[Begin Passage shown]

We have a whole two years to wait and all the uncertainties that lie ahead. We meet the proposed new income thresholds, but extending the 2 years to 5 years worries me in that they can implement many more tough rules in those remaining extra years. Still, immediate pressure now is my partner reading her KOL book and agonising about how she is to remember what percentage of the UK is currently Scottish, what year and how many people we recruited for driving buses and how many students go on to further education!!! I have NO idea because I can't remember the facts either!


----------



## manny.j (Dec 4, 2011)

2farapart said:


> CONGRATULATIONS!!!!!!!!!!!
> 
> One thing for sure! You've escaped the potential tough changes and you can now relax.
> 
> ...


Thank you 2farapart  Yes, we are very relieved especially as we escaped the tough changes ahead....the pressure was immense and because we have been married for 4+ years, we felt it probably is our last chance to get her ILR without any tough measures which could jeopardize our plans. To say we are relieved is an understatement.

I am aware what you and others in same situation as yourself (AIS, BailyBanksBiddle et al.) must be going through although I do hope anyone who has already been issued with 2 year spouse visa is not affected by the new rules especially the extension to 5 years. 

From my wife's experience, preparation for KOL is not as simple as many stated...although she completed and passed it within 5 minutes of the test but there are some 'gotcha' questions so one should really do good preparation and not underestimate this test.


----------



## AnAmericanInScotland (Feb 8, 2012)

Add my congrats for MrsManny.J, and my thanks for the first hand reporting on the ILR appointment 

Between you and 2FarApart a lot of questions are answered in a readable (got a number of good giggles from the wonderful writing in both reports-Manny.J, especially those emoticons-love the bullhorn and photographer).

Here's hoping those of us in the two year probationary period don't have to extend out to five years!

And tell MrsManny.J I know just what she means about the KOL studying being less the breeze some folks would like to claim. I'm sure it's in part to how very important passing is, and perhaps too at my age due to the less elastic learning half of the brain, lol. 

I've got to say though that I think this is a common experience of people studying for citizenship tests. Polls of naturalised US citizens indicate they know far more about the USA than native borns-surely it's the same way here in the UK. 

But, DAAAAANG, I'm having to go back over things a lot after the practice test shows I'm not retaining the info! :ranger:


----------



## 2farapart (Aug 18, 2011)

> A day before our appointment, we went through all our documentation couple of times and made sure everything was in order before going to sleep


And how about the 11th-hour "OMG!!!! We don't have document [x]!!" 

Or was that our personal nervous breakdown?! They didn't even want our library of papers.


----------



## Dylan-is-Caths (Aug 18, 2011)

[End Passage shown]
[Begin Given information]

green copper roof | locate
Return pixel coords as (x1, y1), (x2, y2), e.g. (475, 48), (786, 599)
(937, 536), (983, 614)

[End Given information]

**Exercise tasks:**
A. According to the forum thread, how long did manny.j's wife take to complete and pass the KOL test?
B. For each statement, say whether it agrees with the forum thread, and quote the words that decide it: (i) manny.j says preparing for the KOL test is as simple as many people claim. (ii) 2farapart says they didn't even want their library of papers. (iii) AnAmericanInScotland says polls show naturalised US citizens know less about the USA than native borns.

**Outputs in order:**
A. She completed and passed it within 5 minutes.

B.
(i) No: "preparation for KOL is not as simple as many stated"
(ii) Yes: "They didn't even want our library of papers."
(iii) No: "they know far more about the USA than native borns"